Solved – The right way to report random effects in a Cox survival model

cox-modelfixed-effects-modelpresentationrandom-effects-modelsurvival

I have a data set (patients (15000) nested in hospitals (50)), with a number of covariates. I built a proportional hazards model in Stata, and entered site as a frailty term. I would like to report how survival varies between hospitals. I can extract the frailties and report these, but this has no straightforward, face-value interpretation.

I have experimented with the following:

  • Extract the (estimated) baseline hazard, and multiply this for each site and plot the different curves. There is no way to quantify the certainty of the frailty with this, and it seems to use a lot of ink to describe the variation in one parameter.

enter image description here

  • Report a median (or other percentile) survival for each site, and do so ideally using something like a funnel plot. I have done this by extracting the (estimated) baseline hazard after centering the covariates, and then multiplying this by the random effect, and then finding the greatest reported survival time below my chosen centile. For now, I have plotted this against the sample size (for that hospital). There are clearly problems with bounding on the y-axis, and I do not know how I might construct control limits.

enter image description here

Does anyone have any recommendations or comments?

NB: I am using Stata if this is relevant.

Best Answer

The between-cluster heterogeneity induced by the frailty term can be depicted by the spread in the median time to event (or any other quantile) from cluster to cluster or in the $5$-year survival rate (or any other rate) over clusters [Duchateau and Janssen (2005), Legrand et al. (2006)].

**Study material:**

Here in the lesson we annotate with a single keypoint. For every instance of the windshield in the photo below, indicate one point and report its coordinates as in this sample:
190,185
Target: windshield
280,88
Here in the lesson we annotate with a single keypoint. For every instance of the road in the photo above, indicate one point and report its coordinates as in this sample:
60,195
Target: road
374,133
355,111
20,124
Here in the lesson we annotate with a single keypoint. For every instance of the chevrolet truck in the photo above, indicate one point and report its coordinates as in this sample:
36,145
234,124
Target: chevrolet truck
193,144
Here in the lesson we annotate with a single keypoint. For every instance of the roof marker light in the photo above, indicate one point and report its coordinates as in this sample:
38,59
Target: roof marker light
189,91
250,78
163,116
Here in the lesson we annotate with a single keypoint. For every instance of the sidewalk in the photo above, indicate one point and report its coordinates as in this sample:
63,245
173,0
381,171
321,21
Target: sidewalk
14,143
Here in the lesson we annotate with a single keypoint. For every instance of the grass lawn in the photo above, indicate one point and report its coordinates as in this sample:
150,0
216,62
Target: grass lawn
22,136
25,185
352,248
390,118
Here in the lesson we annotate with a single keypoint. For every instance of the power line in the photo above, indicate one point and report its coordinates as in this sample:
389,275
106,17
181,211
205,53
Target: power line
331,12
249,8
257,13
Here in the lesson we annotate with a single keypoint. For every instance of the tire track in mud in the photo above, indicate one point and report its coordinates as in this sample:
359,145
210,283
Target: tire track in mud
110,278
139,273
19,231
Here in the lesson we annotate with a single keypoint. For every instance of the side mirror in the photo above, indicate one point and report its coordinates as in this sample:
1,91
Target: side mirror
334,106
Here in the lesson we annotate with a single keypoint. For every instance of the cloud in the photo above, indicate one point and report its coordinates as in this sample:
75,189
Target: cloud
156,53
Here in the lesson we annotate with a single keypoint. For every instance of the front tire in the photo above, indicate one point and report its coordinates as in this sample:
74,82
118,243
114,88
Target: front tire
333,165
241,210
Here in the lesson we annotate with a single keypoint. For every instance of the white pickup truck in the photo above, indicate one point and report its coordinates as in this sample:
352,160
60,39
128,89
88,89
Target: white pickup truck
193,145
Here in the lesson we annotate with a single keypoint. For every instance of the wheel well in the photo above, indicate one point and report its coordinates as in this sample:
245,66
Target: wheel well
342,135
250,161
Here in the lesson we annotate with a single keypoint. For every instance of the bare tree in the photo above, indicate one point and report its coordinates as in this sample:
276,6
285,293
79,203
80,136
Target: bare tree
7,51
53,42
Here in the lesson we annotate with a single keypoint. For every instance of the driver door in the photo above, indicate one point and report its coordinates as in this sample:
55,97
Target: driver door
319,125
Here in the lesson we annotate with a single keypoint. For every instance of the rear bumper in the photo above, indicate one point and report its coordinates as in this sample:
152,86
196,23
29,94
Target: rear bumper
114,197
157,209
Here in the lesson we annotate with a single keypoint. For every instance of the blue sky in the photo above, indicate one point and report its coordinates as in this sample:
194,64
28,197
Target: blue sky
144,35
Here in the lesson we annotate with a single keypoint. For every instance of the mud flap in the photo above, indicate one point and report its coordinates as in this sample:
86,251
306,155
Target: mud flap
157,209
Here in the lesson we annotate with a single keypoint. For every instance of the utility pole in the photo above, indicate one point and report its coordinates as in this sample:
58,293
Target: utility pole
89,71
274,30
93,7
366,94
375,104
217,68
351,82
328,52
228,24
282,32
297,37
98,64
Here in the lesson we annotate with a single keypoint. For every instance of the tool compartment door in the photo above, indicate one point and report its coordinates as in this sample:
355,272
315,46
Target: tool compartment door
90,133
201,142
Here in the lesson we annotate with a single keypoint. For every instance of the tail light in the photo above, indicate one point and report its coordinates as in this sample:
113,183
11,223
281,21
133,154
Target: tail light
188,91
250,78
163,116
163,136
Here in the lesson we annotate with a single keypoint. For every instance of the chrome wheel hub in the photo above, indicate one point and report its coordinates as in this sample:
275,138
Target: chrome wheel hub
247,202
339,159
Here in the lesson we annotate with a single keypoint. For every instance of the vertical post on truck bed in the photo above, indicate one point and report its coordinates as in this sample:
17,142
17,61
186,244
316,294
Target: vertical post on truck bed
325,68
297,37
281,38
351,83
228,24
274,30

**To do:**
a: In the Cox frailty thread, how many hospitals are the patients nested in?
b: Please carry on the Cox frailty thread from its last sentence.

**Expected responses:**
a: 50 hospitals.

b:
The first paper develops the idea while the second paper illustrates it by providing, using a real data set, recommendations on how to explain heterogeneity between clusters, and how to depict it beyond the plot of the Kaplan-Meier curve stratified by cluster.


Some details

Let $S_i(t) = \exp(-H_0(t) \, u_i)$ be the model-based survival function in cluster $i$ (with no covariate for ease of presentation). The median time to event in cluster $i$, $t_{M,i}$, is such that $$ \exp(-H_0(t_{M,i}) \, u_i) = 0.5 $$ that is, $$ t_{M,i} = H_0^{-1} \left( \frac{\log(2)}{u_i} \right) $$ As $u_i$ is the actual value of a random variable $U$, $t_{M,i}$ is also the actual value of a random variable, say $T_M$. The density of $T_M$, $f_{T_M}$, can be worked out using results on transformations of random variables: $$ f_{T_M}(t_{M,i}) = f_{U} \left( \frac{\log(2)}{H_0(t_{M,i})} \right) \left|\frac{\mathrm{d}U}{\mathrm{d}T_{M}}\right| $$

Example

I take $H_0(t) = \lambda t^\rho$ (Weibull), with $\lambda = 0.7$ and $\rho = 1.5$. Then $\left|\dfrac{\mathrm{d}U}{\mathrm{d}T_{M}}\right| = \dfrac{\rho\log(2)}{\lambda \,T_M^{\rho+1}}$. I consider that $U$ follows a gamma distribution with mean $1$ and variance $\theta$.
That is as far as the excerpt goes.